__Work order__:
Every entry below is to be copied exactly as written.

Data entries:
◇ ◇ ◇ ◇
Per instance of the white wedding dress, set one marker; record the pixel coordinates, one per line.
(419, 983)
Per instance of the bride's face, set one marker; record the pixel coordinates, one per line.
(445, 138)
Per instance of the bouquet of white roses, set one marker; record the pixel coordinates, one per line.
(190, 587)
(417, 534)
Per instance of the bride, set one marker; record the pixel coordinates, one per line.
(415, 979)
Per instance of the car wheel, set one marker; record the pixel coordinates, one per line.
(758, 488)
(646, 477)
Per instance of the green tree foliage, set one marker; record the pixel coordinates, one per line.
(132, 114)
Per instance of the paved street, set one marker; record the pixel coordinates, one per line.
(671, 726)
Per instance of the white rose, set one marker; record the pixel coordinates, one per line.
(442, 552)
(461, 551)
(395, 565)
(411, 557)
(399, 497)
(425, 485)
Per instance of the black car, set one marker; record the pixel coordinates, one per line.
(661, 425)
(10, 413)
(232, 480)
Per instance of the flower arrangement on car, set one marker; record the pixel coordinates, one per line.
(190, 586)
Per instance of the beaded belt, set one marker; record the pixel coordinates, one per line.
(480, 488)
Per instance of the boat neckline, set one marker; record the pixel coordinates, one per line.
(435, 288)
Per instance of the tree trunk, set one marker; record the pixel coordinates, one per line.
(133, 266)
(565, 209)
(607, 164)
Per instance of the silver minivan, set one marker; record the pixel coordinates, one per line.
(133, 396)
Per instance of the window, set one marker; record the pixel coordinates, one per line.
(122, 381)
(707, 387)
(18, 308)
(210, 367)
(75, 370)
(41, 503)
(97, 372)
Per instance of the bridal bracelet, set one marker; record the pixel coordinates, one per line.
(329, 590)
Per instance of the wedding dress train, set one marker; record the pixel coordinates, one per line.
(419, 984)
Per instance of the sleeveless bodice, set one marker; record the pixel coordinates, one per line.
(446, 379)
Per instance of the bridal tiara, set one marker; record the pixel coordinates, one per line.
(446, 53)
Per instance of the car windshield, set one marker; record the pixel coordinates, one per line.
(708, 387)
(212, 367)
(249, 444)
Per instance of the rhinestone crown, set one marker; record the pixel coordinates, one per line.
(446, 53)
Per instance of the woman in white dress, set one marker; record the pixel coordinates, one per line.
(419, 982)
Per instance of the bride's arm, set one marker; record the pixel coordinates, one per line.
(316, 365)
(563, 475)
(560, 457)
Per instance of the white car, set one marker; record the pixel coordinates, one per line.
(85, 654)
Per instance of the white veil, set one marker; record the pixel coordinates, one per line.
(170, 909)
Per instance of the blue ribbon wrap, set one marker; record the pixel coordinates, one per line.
◇ ◇ ◇ ◇
__Result for this task__:
Per instance of the white wedding dress, set one marker; record the pixel coordinates, one per line.
(419, 983)
Per instance of the bride's face, set one marker; record the pixel coordinates, one per line.
(445, 138)
Per instance of the bouquet of white roses, set one marker; record the pixel coordinates, one per line.
(190, 587)
(417, 534)
Per instance of the bride, set one marker; record the pixel coordinates, one per line.
(415, 979)
Per instance of the car wheel, set one marker; record the pixel coordinates, one per line.
(758, 488)
(646, 477)
Per instance of the green tree foliage, set one marker; record the pixel coordinates, one per line.
(132, 114)
Per instance of the paved street, set one marker; record the pixel coordinates, one per line.
(671, 726)
Per instance of the white rose, set one marker; record the pixel coordinates, one per line.
(442, 552)
(461, 551)
(395, 565)
(411, 557)
(399, 497)
(425, 485)
Per instance of the black car, set one marker; record the pixel coordinates, one per line.
(661, 425)
(10, 413)
(232, 480)
Per instance of the flower arrangement on car, set one marker; record the pixel coordinates, one per line.
(190, 586)
Per instance of the beaded belt, set one marker; record the pixel coordinates, one per line.
(480, 488)
Per instance of the boat neckline, set one marker; record the pixel coordinates, one per line.
(435, 288)
Per instance of the tree trunk, set one marker; record the pixel coordinates, one per line.
(133, 266)
(565, 209)
(607, 164)
Per instance of the silver minivan, set one marker; record the pixel coordinates, one per line.
(133, 396)
Per instance of the window, set one marker; record the pixel coordinates, one per line.
(122, 381)
(707, 387)
(18, 308)
(210, 367)
(75, 370)
(41, 503)
(97, 372)
Per instance of the bridal bracelet, set one marker; record the pixel coordinates, one per line.
(329, 590)
Per instance of the wedding dress train, set one marker; record the pixel coordinates, one per line.
(419, 984)
Per instance of the sleeveless bodice, set one marker; record the pixel coordinates, one per line.
(446, 379)
Per instance of the bridal tiara, set one marker; record the pixel coordinates, one per line.
(446, 53)
Per instance of the car windshield, set one marker; record the pixel coordinates, one per line.
(708, 387)
(212, 367)
(249, 444)
Per instance of the rhinestone crown, set one marker; record the pixel coordinates, one per line.
(446, 53)
Per instance of the woman in white dress, set one marker; record the pixel coordinates, one per line.
(419, 982)
Per instance of the bride's arm, set one marker; record the pixel coordinates, one per line.
(316, 365)
(563, 475)
(560, 457)
Per instance of the white car, set one marker; record the pixel coordinates, one per line.
(85, 654)
Per instance of the white veil, set one marker; record the pixel coordinates, one per line.
(170, 909)
Per instance of the blue ribbon wrap, set one marker; record the pixel coordinates, one per line.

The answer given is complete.